• **TUGAS LATIHAN**
Salin tanpa perubahan bagian teks bacaan di bawah tentang transformasi puisi Ciam Si yang dibuka dengan kata-kata yang memuat "Pada Minggu pukul" dan ditutup dengan "Tan Lioe Ie.".

━━━━━ TEKS BACAAN ━━━━━

Bentara Budaya Bali kembali menggelar kegiatan budaya.
Pada Minggu pukul 18.30 WITA sore ini, sejumlah seniman akan memadukan beragam bidang untuk mentransformasikan puisi yang terangkum di buku antologi “Ciam Si” karya Tan Lioe Ie.
Pada musik puisi, komposer Wayan Gde Yudane melakukan sebuah transformasi dari puisi dalam kumpulan puisi Tan Lioe Ie, Ciam Si yaitu Ciam Si 1 dan 46 ke dalam komposisi musik.
Di sini puisi hadir tanpa kata yang “konvensional” kita kenal. Dia beralih ke dalam komposisi musik, di mana sepenuhnya merupakan interpretasi komposernya Wayan Gde Yudane atas “Berbagi Cahaya” (Ciam Si 1) serta “Tertawa” (Ciam Si 46).
Tidak seperti yang kita lazim kenal dengan musikalisasi puisi (puisi-musik), Yudane dengan transformasi total puisi ke dalam musik, tak menyisakan kata untuk dibacakan dan atau dinyanyikan.

━━━━━ BARIS DATA ━━━━━

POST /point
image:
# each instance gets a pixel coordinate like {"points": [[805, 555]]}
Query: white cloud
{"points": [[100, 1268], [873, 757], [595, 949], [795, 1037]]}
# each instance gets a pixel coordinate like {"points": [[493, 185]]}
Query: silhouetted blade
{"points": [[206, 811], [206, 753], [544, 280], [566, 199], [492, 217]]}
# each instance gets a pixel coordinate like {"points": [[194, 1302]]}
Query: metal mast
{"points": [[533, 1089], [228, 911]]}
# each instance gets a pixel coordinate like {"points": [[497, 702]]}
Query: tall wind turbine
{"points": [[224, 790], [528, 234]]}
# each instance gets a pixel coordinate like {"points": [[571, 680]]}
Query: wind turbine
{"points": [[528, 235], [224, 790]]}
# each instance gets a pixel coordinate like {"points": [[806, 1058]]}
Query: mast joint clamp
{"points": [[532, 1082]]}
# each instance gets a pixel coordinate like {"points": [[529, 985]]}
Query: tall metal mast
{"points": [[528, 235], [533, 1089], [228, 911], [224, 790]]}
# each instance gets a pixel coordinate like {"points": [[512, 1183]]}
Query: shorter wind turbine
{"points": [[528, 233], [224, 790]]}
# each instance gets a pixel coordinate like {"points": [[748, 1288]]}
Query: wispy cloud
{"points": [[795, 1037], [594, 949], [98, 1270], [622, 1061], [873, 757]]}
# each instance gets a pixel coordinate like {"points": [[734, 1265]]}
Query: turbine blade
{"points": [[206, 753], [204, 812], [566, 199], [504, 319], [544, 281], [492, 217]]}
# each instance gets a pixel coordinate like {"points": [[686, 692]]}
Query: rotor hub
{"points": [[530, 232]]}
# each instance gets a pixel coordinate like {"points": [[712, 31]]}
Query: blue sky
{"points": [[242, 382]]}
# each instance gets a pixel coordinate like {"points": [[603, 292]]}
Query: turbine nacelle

━━━━━

• **HASIL LATIHAN**
Pada Minggu pukul 18.30 WITA sore ini, sejumlah seniman akan memadukan beragam bidang untuk mentransformasikan puisi yang terangkum di buku antologi “Ciam Si” karya Tan Lioe Ie.